— MATERIAL PROVIDED —
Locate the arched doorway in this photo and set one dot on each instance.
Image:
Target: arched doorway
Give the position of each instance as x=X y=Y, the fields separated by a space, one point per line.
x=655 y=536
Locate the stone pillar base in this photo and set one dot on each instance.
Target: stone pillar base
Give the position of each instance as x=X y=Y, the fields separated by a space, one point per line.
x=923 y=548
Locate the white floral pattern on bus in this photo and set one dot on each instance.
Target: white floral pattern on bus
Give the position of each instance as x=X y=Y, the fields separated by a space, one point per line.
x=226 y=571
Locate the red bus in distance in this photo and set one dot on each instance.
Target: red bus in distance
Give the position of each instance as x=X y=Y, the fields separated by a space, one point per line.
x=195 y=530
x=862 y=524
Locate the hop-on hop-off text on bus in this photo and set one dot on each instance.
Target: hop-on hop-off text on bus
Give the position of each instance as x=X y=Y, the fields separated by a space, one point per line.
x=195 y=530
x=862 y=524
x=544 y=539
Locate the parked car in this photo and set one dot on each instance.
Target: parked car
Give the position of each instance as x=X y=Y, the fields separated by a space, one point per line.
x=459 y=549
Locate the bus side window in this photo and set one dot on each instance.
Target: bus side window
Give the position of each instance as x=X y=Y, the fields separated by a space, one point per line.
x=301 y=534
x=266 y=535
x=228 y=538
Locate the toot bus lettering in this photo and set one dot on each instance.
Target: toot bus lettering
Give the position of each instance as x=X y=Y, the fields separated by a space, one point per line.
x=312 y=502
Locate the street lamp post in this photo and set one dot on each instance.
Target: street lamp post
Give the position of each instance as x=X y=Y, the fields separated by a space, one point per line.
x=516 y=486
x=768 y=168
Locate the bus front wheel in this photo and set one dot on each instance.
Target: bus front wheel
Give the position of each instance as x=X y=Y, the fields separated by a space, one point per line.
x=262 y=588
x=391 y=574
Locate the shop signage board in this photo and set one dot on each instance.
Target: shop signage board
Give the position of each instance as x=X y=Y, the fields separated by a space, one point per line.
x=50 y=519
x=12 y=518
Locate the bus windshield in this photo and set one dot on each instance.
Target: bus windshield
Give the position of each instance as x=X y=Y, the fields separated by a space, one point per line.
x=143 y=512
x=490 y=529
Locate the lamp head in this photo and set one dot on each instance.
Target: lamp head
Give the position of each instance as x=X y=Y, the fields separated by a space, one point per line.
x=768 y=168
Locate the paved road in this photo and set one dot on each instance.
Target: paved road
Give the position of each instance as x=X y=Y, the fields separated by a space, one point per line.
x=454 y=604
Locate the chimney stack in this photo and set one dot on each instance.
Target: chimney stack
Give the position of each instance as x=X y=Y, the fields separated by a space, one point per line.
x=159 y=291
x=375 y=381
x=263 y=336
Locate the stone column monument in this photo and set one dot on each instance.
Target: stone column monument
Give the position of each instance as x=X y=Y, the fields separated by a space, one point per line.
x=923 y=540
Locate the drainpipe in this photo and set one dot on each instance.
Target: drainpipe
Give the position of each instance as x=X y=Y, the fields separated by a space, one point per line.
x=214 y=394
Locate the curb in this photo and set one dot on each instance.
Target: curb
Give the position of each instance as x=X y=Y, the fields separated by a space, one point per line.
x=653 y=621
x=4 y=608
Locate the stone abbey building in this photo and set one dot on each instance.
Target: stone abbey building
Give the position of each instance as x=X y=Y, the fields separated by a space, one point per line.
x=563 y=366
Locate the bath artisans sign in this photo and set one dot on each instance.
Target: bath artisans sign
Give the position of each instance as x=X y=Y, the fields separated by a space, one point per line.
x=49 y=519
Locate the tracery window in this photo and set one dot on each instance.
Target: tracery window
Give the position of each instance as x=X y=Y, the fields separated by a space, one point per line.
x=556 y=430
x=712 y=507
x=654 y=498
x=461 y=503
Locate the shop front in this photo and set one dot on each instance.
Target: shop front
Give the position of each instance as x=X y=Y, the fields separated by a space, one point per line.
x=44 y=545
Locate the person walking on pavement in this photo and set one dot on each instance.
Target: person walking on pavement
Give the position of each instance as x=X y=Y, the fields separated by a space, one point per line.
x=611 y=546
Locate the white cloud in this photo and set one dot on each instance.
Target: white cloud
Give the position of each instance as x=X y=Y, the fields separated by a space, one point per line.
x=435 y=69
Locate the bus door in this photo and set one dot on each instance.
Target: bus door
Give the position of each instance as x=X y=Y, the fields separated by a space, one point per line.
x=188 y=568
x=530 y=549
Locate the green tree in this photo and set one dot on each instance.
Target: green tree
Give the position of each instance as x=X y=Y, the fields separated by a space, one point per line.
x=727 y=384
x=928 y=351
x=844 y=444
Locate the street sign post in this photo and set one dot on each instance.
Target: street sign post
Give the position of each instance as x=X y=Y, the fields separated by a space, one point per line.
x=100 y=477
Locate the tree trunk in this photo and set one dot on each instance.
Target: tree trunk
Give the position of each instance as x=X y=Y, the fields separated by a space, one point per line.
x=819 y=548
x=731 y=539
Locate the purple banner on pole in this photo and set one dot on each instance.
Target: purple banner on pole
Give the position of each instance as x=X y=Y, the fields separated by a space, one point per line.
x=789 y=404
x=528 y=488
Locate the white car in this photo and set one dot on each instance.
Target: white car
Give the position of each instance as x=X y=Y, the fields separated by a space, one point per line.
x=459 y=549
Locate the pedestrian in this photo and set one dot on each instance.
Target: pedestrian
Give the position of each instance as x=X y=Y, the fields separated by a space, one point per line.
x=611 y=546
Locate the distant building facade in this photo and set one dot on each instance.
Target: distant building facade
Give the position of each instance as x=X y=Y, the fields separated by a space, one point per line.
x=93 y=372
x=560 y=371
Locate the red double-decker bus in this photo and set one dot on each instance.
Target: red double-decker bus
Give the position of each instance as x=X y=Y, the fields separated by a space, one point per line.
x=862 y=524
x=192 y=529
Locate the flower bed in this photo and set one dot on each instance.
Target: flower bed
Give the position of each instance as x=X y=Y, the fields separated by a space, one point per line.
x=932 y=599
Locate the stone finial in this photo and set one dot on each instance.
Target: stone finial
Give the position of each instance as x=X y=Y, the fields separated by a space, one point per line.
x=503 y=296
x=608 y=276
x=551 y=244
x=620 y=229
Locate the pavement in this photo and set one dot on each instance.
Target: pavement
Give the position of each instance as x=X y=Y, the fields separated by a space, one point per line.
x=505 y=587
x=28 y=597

— WORK TO DO —
Switch "dot" to "marker" in all of the records above and write them out again, leaving every other word unchanged.

— RESULT OF THE EXERCISE —
Locate the arched doorway in this photo and set one marker on each instance.
Image:
Target: arched doorway
Give the position of each instance as x=X y=Y, the fields separated by a space, one point per line.
x=655 y=536
Locate the stone pillar base in this photo and set one marker on each instance.
Target: stone pillar base
Give the position of each instance as x=X y=Y, the fields separated by a space, one point per line.
x=923 y=548
Locate the white floral pattern on bus in this photo and set one marker on each instance.
Target: white floral pattern on bus
Give the position of each instance as x=X y=Y, the fields separated by a space, one point per line.
x=226 y=571
Locate the red bus in distance in this photo and set one marker on each instance.
Target: red bus in distance
Give the position of each instance as x=X y=Y, the fields separated by a space, one point per line.
x=195 y=530
x=862 y=524
Locate the hop-on hop-off text on bus in this photo and set one marker on each instance.
Target: hop-on hop-off text on bus
Give the position of each instance as x=X y=Y, the fields separated by a space, one point per line.
x=195 y=530
x=862 y=524
x=544 y=539
Locate the parked car in this photo and set one marker on each instance.
Target: parked car
Give the position of each instance as x=X y=Y, the fields separated by a space, one point per line.
x=459 y=549
Locate the bus side window in this photo and set one marker on each instance.
Target: bus side window
Give the position of each instance as x=X y=Y, the fields separated by a space, one point per line.
x=301 y=534
x=266 y=535
x=228 y=538
Locate the toot bus lettering in this photo and set one marker on each instance.
Target: toot bus lettering
Give the position of each instance as x=X y=Y, the fields separated by a space, one point per line.
x=312 y=502
Locate the street lamp post in this photo and set one marker on each instance.
Target: street lamp post
Give the position of each instance as x=X y=Y, the fields separated by a space, one point per line.
x=516 y=486
x=768 y=168
Locate the bus front wheel in this photo and set one marker on each instance.
Target: bus front wheel
Give the position of each instance as x=X y=Y, the fields separated by a space, one point per line.
x=262 y=588
x=391 y=574
Locate the shop signage board in this photo and set one marker on each instance.
Target: shop signage board
Give the position of each instance as x=X y=Y, the fields separated by a space, one point per line.
x=50 y=519
x=12 y=518
Locate the bus windshield in this photo and set one marker on each instance.
Target: bus windshield
Give the position of each instance as x=X y=Y, the fields separated by a space, one point per line.
x=143 y=512
x=490 y=529
Locate the lamp head in this photo and set one marker on each instance.
Target: lamp head
Give the position of each instance as x=X y=Y, the fields separated by a space, one point per line.
x=768 y=168
Locate the paved road in this photo and set one marker on each instance.
Target: paved road
Give the position of each instance as x=X y=Y, the fields separated by a space, one point per line.
x=454 y=604
Locate the chimney stack in this photo and set one marker on each instance.
Target: chimney stack
Give the position of each instance as x=X y=Y, the fields separated by a space, one point per line.
x=159 y=291
x=375 y=381
x=263 y=336
Locate the stone column monument in this photo and set one marker on each instance.
Target: stone column monument
Give the position of each instance as x=X y=Y, the fields separated by a space, one point per line.
x=923 y=540
Locate the drainpipe in this photo and set one marker on each instance.
Target: drainpipe
Give the position of each instance as x=X y=Y, the fields separated by a space, one point per line.
x=214 y=394
Locate the curb in this photo and set one marker on each instance.
Target: curb
Give the position of each instance as x=X y=Y, the fields separated by a space, one point per line.
x=653 y=621
x=4 y=608
Locate the stone abbey building in this photo and set one marker on each instance.
Target: stone abbey building
Give the position of each instance as x=X y=Y, the fields separated by a space, one point per line.
x=563 y=366
Locate the bath artisans sign in this photo and set one marker on each instance.
Target: bath artisans sign
Give the position of each instance as x=X y=Y, the fields separated by a space, one point per line.
x=49 y=519
Locate the tracery window in this photo and set one marker on each instance.
Target: tracery window
Give the position of each instance as x=X y=Y, the fields separated by a space, one point per line.
x=556 y=430
x=712 y=507
x=654 y=498
x=461 y=503
Locate the shop front in this photo and set one marker on each instance.
Target: shop front
Give the position of each instance as x=X y=Y, the fields separated by a space, one point per line.
x=44 y=545
Locate the person walking on pavement in this photo and set one marker on each instance.
Target: person walking on pavement
Give the position of each instance as x=X y=Y, the fields separated by a space, one point per line.
x=611 y=546
Locate the white cloud in this photo and set one marker on each instance.
Target: white cloud
Give the position of each instance as x=X y=Y, the fields separated by a space, one point per line.
x=435 y=69
Locate the bus door in this photo and set one marker on each instance.
Target: bus door
Give the position of each instance as x=X y=Y, the fields separated by a space, one point per line.
x=188 y=568
x=530 y=549
Locate the green tree in this photo and set one marker on each instance.
Target: green tree
Give the position of each instance as x=X y=Y, the fields separated by a space, one point per line.
x=727 y=384
x=928 y=351
x=844 y=444
Locate the street sign post in this photo and set one marker on each instance.
Target: street sign post
Give the position of each instance as x=X y=Y, the fields separated by a space, one point per line.
x=100 y=477
Locate the tree trunk in this photo and set one marker on each instance.
Target: tree trunk
Give the position of each instance as x=X y=Y, the fields separated by a space, one point per line.
x=819 y=548
x=731 y=539
Locate the purple banner on pole in this photo and set one marker on each instance.
Target: purple banner on pole
Give the position of each instance as x=X y=Y, the fields separated by a space, one point per line.
x=789 y=404
x=528 y=488
Locate the white car in this photo and set one marker on each instance.
Target: white car
Give the position of each instance as x=X y=Y, the fields separated by a space, one point per line.
x=459 y=549
Locate the pedestrian in this photo and set one marker on each instance.
Target: pedestrian
Give the position of each instance as x=X y=Y, the fields separated by a space, one point per line.
x=611 y=546
Locate the distant building facade in this photo and set one marker on each instance.
Target: distant building facade
Give the position of each instance as x=X y=Y, the fields separated by a space, one point per line.
x=93 y=372
x=560 y=371
Locate the red double-decker bus in this photo and set one marker on each instance.
Target: red double-decker bus
Give the position of each instance as x=X y=Y, the fields separated by a space, one point per line.
x=862 y=524
x=192 y=529
Locate the flower bed in this photo and set one marker on each instance.
Target: flower bed
Give the position of each instance as x=X y=Y, the fields separated by a space, one point per line.
x=932 y=599
Locate the stone finial in this photo and set one marker on each instance.
Target: stone finial
Give the position of each instance as x=X y=Y, the fields separated by a space, one point per line.
x=503 y=296
x=608 y=276
x=551 y=244
x=620 y=229
Locate the pavement in this photo and set one marker on each instance.
Target: pavement
Give the position of each instance as x=X y=Y, the fields separated by a space, one point per line.
x=505 y=587
x=28 y=597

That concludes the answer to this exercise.